►

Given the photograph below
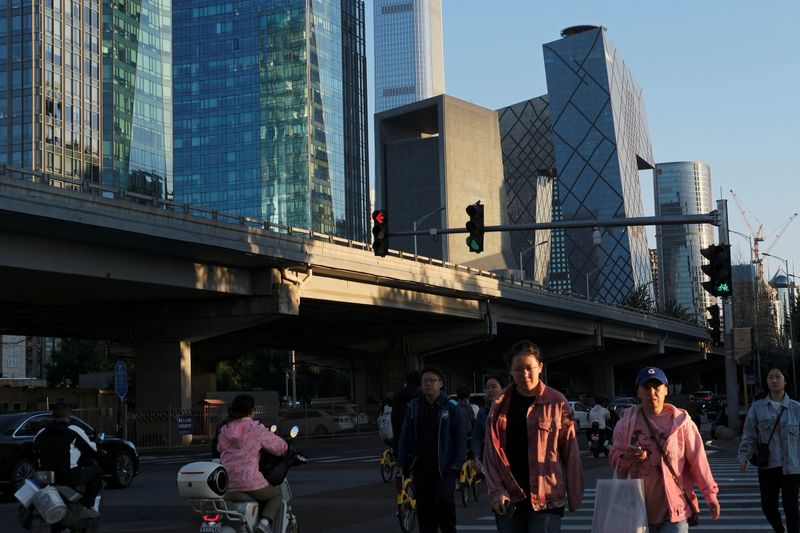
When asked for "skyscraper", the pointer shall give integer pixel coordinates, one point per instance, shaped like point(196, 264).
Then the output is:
point(73, 109)
point(601, 142)
point(270, 111)
point(683, 188)
point(409, 55)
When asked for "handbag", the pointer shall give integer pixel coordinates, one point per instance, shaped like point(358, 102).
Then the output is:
point(694, 519)
point(760, 457)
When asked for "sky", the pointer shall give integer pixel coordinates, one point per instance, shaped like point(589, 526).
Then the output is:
point(721, 83)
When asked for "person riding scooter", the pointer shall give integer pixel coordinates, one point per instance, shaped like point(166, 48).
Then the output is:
point(66, 450)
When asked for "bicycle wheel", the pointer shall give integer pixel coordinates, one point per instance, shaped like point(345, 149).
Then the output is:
point(407, 511)
point(386, 471)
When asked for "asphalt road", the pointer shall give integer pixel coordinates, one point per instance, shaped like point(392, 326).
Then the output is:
point(339, 491)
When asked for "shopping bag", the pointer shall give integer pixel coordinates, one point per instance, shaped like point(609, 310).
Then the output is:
point(619, 507)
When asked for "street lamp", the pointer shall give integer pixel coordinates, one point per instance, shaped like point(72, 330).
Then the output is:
point(791, 306)
point(420, 219)
point(528, 249)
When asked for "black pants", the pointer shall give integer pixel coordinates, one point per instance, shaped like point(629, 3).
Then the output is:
point(91, 477)
point(436, 508)
point(771, 481)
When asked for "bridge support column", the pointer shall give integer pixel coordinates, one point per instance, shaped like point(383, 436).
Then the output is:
point(164, 375)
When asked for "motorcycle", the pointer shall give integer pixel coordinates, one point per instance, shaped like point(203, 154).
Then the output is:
point(204, 484)
point(598, 440)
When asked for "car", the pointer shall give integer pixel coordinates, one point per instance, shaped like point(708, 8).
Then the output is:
point(120, 464)
point(708, 401)
point(620, 403)
point(581, 414)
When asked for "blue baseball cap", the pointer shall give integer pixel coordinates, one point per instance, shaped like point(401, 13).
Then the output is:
point(651, 372)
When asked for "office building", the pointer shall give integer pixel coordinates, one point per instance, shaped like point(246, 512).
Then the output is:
point(529, 180)
point(433, 159)
point(601, 142)
point(270, 111)
point(409, 55)
point(683, 188)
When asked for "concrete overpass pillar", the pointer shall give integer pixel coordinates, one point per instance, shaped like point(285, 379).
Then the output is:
point(164, 375)
point(603, 381)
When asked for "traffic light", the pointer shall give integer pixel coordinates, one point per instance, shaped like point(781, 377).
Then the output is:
point(714, 325)
point(380, 233)
point(718, 269)
point(475, 227)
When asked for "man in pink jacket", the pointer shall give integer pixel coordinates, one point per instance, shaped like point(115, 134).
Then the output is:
point(639, 438)
point(240, 443)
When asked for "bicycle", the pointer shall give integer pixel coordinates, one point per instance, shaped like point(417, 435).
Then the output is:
point(388, 464)
point(469, 480)
point(406, 504)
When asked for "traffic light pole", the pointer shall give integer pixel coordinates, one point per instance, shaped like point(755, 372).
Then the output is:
point(731, 387)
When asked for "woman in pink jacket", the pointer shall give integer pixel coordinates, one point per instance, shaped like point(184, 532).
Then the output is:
point(531, 459)
point(639, 438)
point(240, 445)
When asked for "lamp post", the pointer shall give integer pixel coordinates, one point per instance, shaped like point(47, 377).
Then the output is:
point(420, 219)
point(528, 249)
point(791, 306)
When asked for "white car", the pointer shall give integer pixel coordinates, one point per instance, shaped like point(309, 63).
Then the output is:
point(581, 414)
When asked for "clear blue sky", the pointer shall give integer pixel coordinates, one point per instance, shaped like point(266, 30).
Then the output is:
point(721, 81)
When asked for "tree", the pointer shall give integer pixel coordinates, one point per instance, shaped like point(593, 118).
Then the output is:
point(674, 309)
point(639, 298)
point(74, 357)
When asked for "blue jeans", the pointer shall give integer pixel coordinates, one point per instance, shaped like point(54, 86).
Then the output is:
point(669, 527)
point(529, 522)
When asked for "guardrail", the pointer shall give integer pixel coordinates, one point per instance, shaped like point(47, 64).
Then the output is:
point(96, 189)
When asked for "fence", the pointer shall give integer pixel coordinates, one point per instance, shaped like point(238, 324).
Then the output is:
point(171, 428)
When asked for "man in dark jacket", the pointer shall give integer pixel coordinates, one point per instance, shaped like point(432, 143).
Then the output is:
point(401, 399)
point(65, 449)
point(433, 446)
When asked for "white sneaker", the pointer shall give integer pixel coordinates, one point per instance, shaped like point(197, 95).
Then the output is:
point(263, 526)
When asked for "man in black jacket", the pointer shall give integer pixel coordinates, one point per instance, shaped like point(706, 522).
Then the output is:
point(67, 451)
point(401, 399)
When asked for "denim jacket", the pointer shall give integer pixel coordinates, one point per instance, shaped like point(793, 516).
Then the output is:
point(452, 434)
point(784, 449)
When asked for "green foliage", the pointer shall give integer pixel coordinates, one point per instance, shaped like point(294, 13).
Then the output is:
point(74, 357)
point(676, 310)
point(640, 299)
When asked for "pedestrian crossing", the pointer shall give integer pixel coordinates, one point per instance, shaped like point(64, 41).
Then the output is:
point(739, 500)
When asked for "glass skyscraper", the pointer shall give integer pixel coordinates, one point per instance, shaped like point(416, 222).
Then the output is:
point(270, 111)
point(601, 142)
point(683, 188)
point(409, 55)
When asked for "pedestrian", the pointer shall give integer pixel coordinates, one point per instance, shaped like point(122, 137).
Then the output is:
point(531, 460)
point(433, 446)
point(409, 391)
point(492, 389)
point(658, 443)
point(773, 421)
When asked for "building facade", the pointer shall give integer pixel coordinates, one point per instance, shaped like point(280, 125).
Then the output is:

◄

Instructions to follow ▸
The entries above are to be reproduced exactly, with the pictures dropped.

Expected answer ▸
Given the photograph below
When asked for "skyscraper", the pointer shall give integer pixel coordinates, one point per instance, shaped like point(196, 264).
Then the output is:
point(73, 109)
point(601, 142)
point(270, 111)
point(683, 188)
point(409, 55)
When asked for "handbag", the pointer shall give integer pixel coordinates, one point per instance, shaped like point(358, 102).
Then the output is:
point(694, 519)
point(760, 457)
When asked for "sky", the pointer shall give integer pixel coordinates, one point per instance, shaped like point(589, 526).
Then the output is:
point(721, 83)
When asked for "person riding scooter", the pointer shall give integer pixel coordinates, one point per instance, shaped like point(166, 48).
Then the output is:
point(66, 450)
When asked for "bicycle wheel", the pointer shall give integer pixel coordinates, one point per instance, shaped like point(345, 149).
Then the output is:
point(407, 511)
point(386, 471)
When asked for "asphalt road", the pointer shall give integer pixel coordinates, one point per instance, shaped like point(392, 326).
Then the output is:
point(339, 491)
When asked for "shopping bag", the pointer shall give integer pixel coordinates, one point per instance, shaped like point(609, 310).
Then the output is:
point(619, 507)
When asked for "street lamp", the pointer shall give integer pixel coordinates, one point per instance, shaped like point(72, 330).
Then the output is:
point(791, 306)
point(420, 219)
point(528, 249)
When asked for "black pants", the pointer shall give integer pixel coordinates, one point per instance, shaped like point(629, 3).
Then the output is:
point(91, 477)
point(436, 508)
point(771, 481)
When asked for "bridge support column", the pointer shall give integer pixel coordinates, one point per instance, shaped like point(383, 436).
Then the output is:
point(164, 375)
When asked for "motorcycle", the pointer shall give integer pixel coordinates, one point per instance, shaped like point(203, 154).
Then the output is:
point(204, 484)
point(598, 440)
When asked for "car", the pointer shall give integer pixel coordinates, one point per instance, shaped like point(708, 8).
Then the output is:
point(120, 464)
point(708, 401)
point(620, 403)
point(581, 414)
When asked for "blue baseball cap", the pointer shall give integer pixel coordinates, one point per instance, shaped like point(401, 13).
Then the output is:
point(651, 372)
When asked for "office building", the pointer shall give integer pixel coordinates, one point per instance, shaped like point(246, 512).
Then the output is:
point(529, 180)
point(433, 159)
point(601, 142)
point(270, 111)
point(409, 55)
point(683, 188)
When asked for "concrete overpass pillar", the pointer shall give integer pixel coordinates, one point per instance, shaped like point(285, 379).
Then the output is:
point(164, 375)
point(603, 381)
When asked for "traffic light", the pointer shall give integer pixel coordinates, one point per instance, shaped like point(781, 377).
Then the output is:
point(714, 325)
point(380, 233)
point(718, 269)
point(475, 227)
When asked for "man in pink jacket", the pointer shall give integer pixel coordinates, one point per instance, shaped like point(115, 134).
Then the output is:
point(639, 438)
point(240, 443)
When asked for "bicycle", the pointer shall give integer pixel coordinates, one point per instance, shaped like point(417, 435).
Then the output is:
point(388, 464)
point(469, 480)
point(406, 504)
When asked for "traffic light pole", the pointer shall give integer pixel coordinates, one point per instance, shaped like point(755, 372).
Then the output is:
point(731, 387)
When asked for "woman in pink jacket", the pointer shall give integer pixel coordinates, one point per instance, shaped like point(184, 532).
Then the output is:
point(531, 459)
point(639, 438)
point(240, 445)
When asked for "lamp post", the pointer shall give integer pixel coordinates, one point per instance, shaped like point(47, 377).
Then the output is:
point(420, 219)
point(528, 249)
point(791, 306)
When asked for "white car", the pointer shall give integer pixel coordinates, one point per instance, shaped like point(309, 63).
Then the output is:
point(581, 414)
When asked for "clear blue sky", the pointer shall give integer pixel coordinates, one point per instance, shaped like point(266, 30).
Then the output is:
point(721, 81)
When asked for "tree", the pointer shall give integer pixel coordinates, one point per instance, shaped like point(593, 118).
Then the output is:
point(674, 309)
point(639, 298)
point(74, 357)
When asked for "blue jeans", the pointer shall give integer pixel coordinates, one point per instance, shaped like point(54, 86).
Then the output is:
point(669, 527)
point(529, 522)
When asked for "guardrail", the pointer shall give integer pixel coordinates, one point per instance, shaped like point(47, 64).
Then the output is:
point(96, 189)
When asked for "fence", the pointer shall give integer pixel coordinates, one point per instance, shaped like point(238, 324).
Then the output is:
point(171, 428)
When asked for "man in dark jacket", the pointer shall give integer pixel coordinates, one point per instance, shaped like point(432, 143).
Then the output is:
point(401, 399)
point(65, 449)
point(433, 446)
When asked for "white sneaker", the pointer shall give integer pixel coordinates, one point per instance, shaped like point(197, 95).
Then the output is:
point(263, 526)
When asked for "man in black jacket", the pointer shall give integer pixel coordinates, one point per instance, shaped like point(706, 522).
Then the output is:
point(67, 451)
point(401, 399)
When asked for "denim jacket", the pointer shall give integer pixel coordinates, one point per instance, shaped like point(793, 516).
Then the output is:
point(452, 434)
point(784, 449)
When asked for "green foliage", the pointer shall give integer pixel coordinates, one point per instance, shaped like point(294, 13).
Then the output is:
point(74, 357)
point(676, 310)
point(640, 299)
When asked for "pedestrian crossing", the pointer shall give integer pixel coordinates, one point per instance, shaped like point(64, 41).
Then the output is:
point(739, 500)
When asked for "glass skyscraper", the pointer shall give integer pixel coordinates, one point per instance, shaped like point(416, 222).
Then the output is:
point(270, 111)
point(601, 142)
point(683, 188)
point(409, 55)
When asked for "pedestrian", the pointer shall give integer pixel coordinates, one point per instance, shaped like point(122, 137).
Then the output is:
point(531, 460)
point(433, 446)
point(409, 391)
point(492, 389)
point(658, 443)
point(773, 421)
When asked for "building facade", the pointer shall give integer pixel coordinates, one point per instance, shaped like point(280, 125).
Then the output is:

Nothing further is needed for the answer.